* [Work instructions]
Word for word, repeat everything in the records below except the pictures.

----------

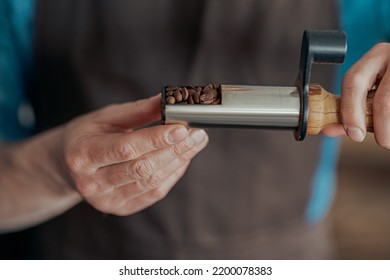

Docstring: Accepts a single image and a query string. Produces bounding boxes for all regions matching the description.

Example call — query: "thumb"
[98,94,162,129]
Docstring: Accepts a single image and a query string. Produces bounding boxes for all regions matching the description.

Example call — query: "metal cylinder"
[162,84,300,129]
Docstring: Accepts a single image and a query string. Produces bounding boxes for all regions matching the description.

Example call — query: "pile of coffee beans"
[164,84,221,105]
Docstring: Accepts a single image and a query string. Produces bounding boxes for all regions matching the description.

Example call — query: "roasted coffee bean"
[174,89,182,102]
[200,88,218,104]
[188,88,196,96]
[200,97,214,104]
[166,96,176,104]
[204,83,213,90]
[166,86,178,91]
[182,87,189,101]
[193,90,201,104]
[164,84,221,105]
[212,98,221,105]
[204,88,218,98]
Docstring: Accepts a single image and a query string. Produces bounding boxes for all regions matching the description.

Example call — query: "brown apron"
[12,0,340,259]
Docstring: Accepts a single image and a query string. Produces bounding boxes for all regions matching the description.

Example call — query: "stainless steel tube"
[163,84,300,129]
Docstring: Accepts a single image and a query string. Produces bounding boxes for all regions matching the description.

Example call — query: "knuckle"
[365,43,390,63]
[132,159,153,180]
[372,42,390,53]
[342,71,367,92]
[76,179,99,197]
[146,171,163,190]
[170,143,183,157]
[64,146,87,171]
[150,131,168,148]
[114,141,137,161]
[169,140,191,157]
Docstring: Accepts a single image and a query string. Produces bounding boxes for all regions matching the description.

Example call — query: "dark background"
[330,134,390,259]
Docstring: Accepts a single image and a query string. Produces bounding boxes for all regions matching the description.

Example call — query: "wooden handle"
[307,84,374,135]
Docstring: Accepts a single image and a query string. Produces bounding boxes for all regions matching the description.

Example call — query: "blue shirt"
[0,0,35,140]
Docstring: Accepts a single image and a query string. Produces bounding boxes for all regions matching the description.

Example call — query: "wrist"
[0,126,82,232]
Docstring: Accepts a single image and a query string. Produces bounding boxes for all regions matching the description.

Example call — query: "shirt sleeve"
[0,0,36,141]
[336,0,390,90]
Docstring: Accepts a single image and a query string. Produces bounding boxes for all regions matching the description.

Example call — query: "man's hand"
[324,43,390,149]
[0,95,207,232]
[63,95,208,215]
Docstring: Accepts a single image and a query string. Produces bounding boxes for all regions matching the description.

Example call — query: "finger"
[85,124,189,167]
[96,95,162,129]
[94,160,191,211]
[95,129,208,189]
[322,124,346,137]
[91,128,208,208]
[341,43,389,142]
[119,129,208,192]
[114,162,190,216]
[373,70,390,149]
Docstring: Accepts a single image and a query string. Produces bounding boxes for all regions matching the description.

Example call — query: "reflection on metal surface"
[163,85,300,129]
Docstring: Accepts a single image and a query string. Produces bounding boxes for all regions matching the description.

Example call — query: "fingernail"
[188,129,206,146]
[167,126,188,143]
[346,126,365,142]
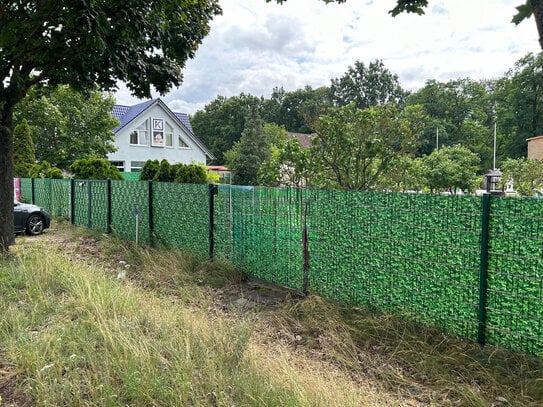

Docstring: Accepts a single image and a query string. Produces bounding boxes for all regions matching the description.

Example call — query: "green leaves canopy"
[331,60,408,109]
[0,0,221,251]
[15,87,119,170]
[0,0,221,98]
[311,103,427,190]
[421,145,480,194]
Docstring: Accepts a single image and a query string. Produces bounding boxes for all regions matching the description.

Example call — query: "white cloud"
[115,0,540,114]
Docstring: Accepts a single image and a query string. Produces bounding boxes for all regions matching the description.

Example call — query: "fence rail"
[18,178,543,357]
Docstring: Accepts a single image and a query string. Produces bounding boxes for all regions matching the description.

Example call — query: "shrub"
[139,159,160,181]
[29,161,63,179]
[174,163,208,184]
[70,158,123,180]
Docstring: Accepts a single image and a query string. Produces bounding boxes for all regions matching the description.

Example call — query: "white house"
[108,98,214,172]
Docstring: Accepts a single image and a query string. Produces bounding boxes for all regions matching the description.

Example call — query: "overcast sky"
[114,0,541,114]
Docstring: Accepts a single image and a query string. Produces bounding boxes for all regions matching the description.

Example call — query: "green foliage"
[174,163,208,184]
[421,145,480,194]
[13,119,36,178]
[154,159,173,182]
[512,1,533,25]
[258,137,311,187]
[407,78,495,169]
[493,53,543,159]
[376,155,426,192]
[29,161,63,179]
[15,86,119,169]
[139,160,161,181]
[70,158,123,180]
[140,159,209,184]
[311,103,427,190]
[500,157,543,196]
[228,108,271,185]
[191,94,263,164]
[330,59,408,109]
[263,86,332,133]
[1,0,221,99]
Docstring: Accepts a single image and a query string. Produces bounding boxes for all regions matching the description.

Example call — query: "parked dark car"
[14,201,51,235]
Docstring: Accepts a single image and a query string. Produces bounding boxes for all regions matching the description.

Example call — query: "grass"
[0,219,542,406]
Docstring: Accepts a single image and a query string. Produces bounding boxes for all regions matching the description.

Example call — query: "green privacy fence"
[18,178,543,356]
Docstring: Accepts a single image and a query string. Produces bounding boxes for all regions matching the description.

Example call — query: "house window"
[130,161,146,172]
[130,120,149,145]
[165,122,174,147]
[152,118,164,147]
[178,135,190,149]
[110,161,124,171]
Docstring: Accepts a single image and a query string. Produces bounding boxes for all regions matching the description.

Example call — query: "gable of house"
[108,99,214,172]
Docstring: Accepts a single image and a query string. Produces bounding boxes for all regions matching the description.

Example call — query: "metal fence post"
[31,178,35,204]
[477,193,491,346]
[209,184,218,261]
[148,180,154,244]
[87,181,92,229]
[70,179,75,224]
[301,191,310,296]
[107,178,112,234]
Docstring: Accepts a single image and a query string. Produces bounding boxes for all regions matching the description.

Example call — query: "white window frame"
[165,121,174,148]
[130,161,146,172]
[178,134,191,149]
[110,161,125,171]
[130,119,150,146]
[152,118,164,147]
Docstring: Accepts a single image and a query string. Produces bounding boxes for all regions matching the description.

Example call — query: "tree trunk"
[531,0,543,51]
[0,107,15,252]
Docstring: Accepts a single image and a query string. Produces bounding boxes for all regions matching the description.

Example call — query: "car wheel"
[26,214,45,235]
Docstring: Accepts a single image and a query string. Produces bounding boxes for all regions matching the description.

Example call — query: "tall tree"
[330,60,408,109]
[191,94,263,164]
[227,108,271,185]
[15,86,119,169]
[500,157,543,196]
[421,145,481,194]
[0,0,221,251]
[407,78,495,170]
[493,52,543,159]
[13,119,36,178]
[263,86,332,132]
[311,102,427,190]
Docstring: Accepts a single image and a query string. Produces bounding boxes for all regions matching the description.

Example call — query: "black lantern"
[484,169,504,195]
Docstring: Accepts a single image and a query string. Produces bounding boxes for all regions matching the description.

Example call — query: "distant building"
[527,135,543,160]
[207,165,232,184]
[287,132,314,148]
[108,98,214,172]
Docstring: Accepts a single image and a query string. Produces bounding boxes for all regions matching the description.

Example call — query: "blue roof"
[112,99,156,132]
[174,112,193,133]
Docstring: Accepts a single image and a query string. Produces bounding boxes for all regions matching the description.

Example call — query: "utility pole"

----------

* [Worked solution]
Docstring: Accepts a single image and a query string. Produces bounding boxes for all regions matching the description.

Example call — query: "thumb"
[98,94,162,129]
Docstring: Accepts a single image and a query string. Produces bounding boxes for all regions matching the description.

Example call — query: "metal cylinder"
[162,84,300,129]
Docstring: Accepts a single image and a query string. Produces bounding boxes for all regions matching the description.

Example call — query: "pile of coffee beans"
[164,84,221,105]
Docstring: Accepts a single image and a query string. Produces bounding boxes for all regions matching the description.

Example call — query: "roasted coffee bean"
[174,89,182,102]
[200,88,218,104]
[188,88,196,96]
[200,97,214,104]
[166,96,176,104]
[204,83,213,90]
[166,86,178,91]
[182,87,189,101]
[193,90,201,104]
[164,84,221,105]
[212,98,221,105]
[204,88,218,98]
Docstring: Accepts a single image and a query string. Produces bounding boxes for all regions matching the description.

Example call — query: "brown apron"
[12,0,340,259]
Docstring: Accepts a single image and a query string. Produces bounding boxes for all regions matching the description.

Example call — query: "stainless steel tube"
[163,84,300,129]
Docstring: Accepts a single image and a query string. Produces bounding boxes for all regions matching the description.

Example call — query: "knuckle"
[365,43,390,63]
[132,159,153,180]
[372,42,390,53]
[342,71,367,92]
[76,179,99,197]
[146,171,163,190]
[170,143,183,157]
[64,146,87,171]
[150,131,168,148]
[114,141,137,161]
[169,140,191,157]
Docstring: Accepts a single image and a query string. Produces bounding boxes for all regions matching the description.

Example call — query: "dark background"
[330,134,390,259]
Docstring: Accepts a single image and a query string. Produces bounding boxes for all regions matching the description.

Example call — query: "wooden handle"
[307,84,374,135]
Docstring: Accepts a single image and a query string. Produces bounding boxes for all regions matching the description.

Example call — query: "blue shirt"
[0,0,35,140]
Docstring: Accepts a single image and a query string. Produces bounding boxes for all regions matching the description.

Example call — query: "wrist"
[0,126,82,232]
Docstring: Accepts a single image and a query string. Produces bounding boxes for all regions matching the description.

Example call — query: "shirt sleeve"
[0,0,36,141]
[336,0,390,90]
Docstring: Accepts a single image and a query string. Produces bounding boxes for all regions matching the description.

Example call — query: "man's hand"
[324,43,390,149]
[0,95,207,232]
[63,95,208,215]
Docstring: Accepts a single image and a query string. Produces bounding boxes for all regions matching the description.

Example call — query: "finger"
[85,124,189,167]
[96,95,162,129]
[94,160,191,211]
[95,129,208,189]
[322,124,346,137]
[91,128,208,208]
[341,43,389,142]
[119,129,208,192]
[114,162,190,216]
[373,70,390,149]
Docstring: Accepts a single image and a query string. Produces bounding boxes for all regions matching the description.

Example call — query: "reflection on metal surface"
[163,85,300,129]
Docstring: Accepts a single image and a query string. Produces bounding boxes for all regions matching the description.

Example call — query: "fingernail"
[188,129,206,146]
[167,126,188,143]
[346,126,365,142]

Docstring: Accepts a single image and a query string. Produces bounding boxes for all regions matching the description.

Example call — query: "green leaves canopy"
[331,60,408,109]
[0,0,221,251]
[15,87,119,170]
[0,0,221,98]
[311,103,427,190]
[421,145,480,194]
Docstring: Accepts a single image and a query string. Produces bounding boxes for all regions matching the description.

Example call — query: "white cloud"
[115,0,540,114]
Docstring: Accepts a single image and a query string. Produces bounding boxes for all regions matching the description.

Example call — query: "fence rail"
[18,178,543,357]
Docstring: Accepts a single image and a query string. Produces bounding boxes for all regions matching the description.

Example call — query: "shrub"
[139,159,160,181]
[29,161,63,179]
[174,163,208,184]
[70,158,123,180]
Docstring: Accepts a single image and a query string. Produces bounding boxes for all regions matching the description.

Example call — query: "white house"
[108,98,214,172]
Docstring: Accepts a single image and a query string. Produces bounding boxes for all regions matching the description.

Example call — query: "overcast sky"
[114,0,541,114]
Docstring: Accepts a single image and a query string. Produces bounding boxes for all regions matching the description.

Example call — query: "green foliage"
[174,163,208,184]
[421,145,480,194]
[13,119,36,178]
[154,159,173,182]
[512,1,533,25]
[258,137,311,187]
[407,78,495,169]
[493,53,543,159]
[376,155,426,192]
[29,161,63,179]
[15,86,119,169]
[139,160,161,181]
[70,158,123,180]
[140,159,209,184]
[311,103,427,190]
[500,157,543,196]
[228,108,271,185]
[191,94,263,164]
[330,59,408,109]
[263,86,332,133]
[1,0,221,99]
Docstring: Accepts a single image and a query string. Produces bounding boxes for all regions matching the description.

Example call — query: "parked dark car"
[14,201,51,235]
Docstring: Accepts a single image and a query string. Produces bounding boxes for all regions matching the description.

Example call — query: "grass"
[0,219,542,406]
Docstring: Accepts a single image and a query string. Produces bounding boxes for all regions matching the description.

Example call — query: "green privacy fence"
[18,178,543,356]
Docstring: Accepts a single image and a query string. Produces bounding boxes for all regions matching the description.

Example call — query: "house window"
[130,161,146,172]
[130,120,149,145]
[165,122,174,147]
[152,118,164,147]
[178,135,190,149]
[110,161,124,171]
Docstring: Accepts a single image and a query string. Produces bounding boxes for all regions matching the description.

Example call — query: "gable of house"
[108,99,214,172]
Docstring: Accepts a single image and a query string. Produces bounding boxes for all regions matching the description.

Example call — query: "metal fence post"
[31,178,35,204]
[477,193,491,346]
[209,184,218,261]
[148,180,154,244]
[87,181,92,229]
[70,179,75,224]
[301,191,310,296]
[107,178,112,234]
Docstring: Accepts a single image and a query string. Produces bounding boxes for all regions matching the description.

Example call — query: "white window frame"
[165,121,174,148]
[130,161,146,172]
[178,134,191,149]
[110,161,125,171]
[130,119,150,146]
[152,118,164,147]
Docstring: Accepts a single image and a query string. Produces bounding boxes for all regions matching the description.

Example call — query: "tree trunk"
[531,0,543,51]
[0,107,15,252]
Docstring: Accepts a single image and a query string. Produces bounding boxes for all regions matching the description.

Example call — query: "car wheel"
[26,214,45,235]
Docstring: Accepts a single image and a query string. Produces bounding boxes for all regions matching the description.

Example call — query: "tall tree"
[330,60,408,109]
[191,94,263,164]
[227,108,271,185]
[15,86,119,169]
[500,157,543,196]
[421,145,481,194]
[0,0,221,251]
[407,78,495,170]
[493,52,543,159]
[13,119,36,178]
[263,86,332,132]
[311,102,427,190]
Docstring: Accepts a single image and a query string. Produces bounding boxes for all regions matching the description.

Example call — query: "black lantern"
[484,169,504,195]
Docstring: Accepts a single image and a query string. Produces bounding boxes for all regions matching the description.

Example call — query: "distant building"
[527,135,543,160]
[207,165,232,184]
[287,132,314,148]
[108,98,214,172]
Docstring: Accepts a single image and a query string. Produces bounding boxes for all regions matching the description.

Example call — query: "blue roof"
[112,99,156,132]
[174,112,193,133]
Docstring: Accepts a single image and a query string. Produces bounding boxes for all regions matching the description.

Example call — query: "utility pole"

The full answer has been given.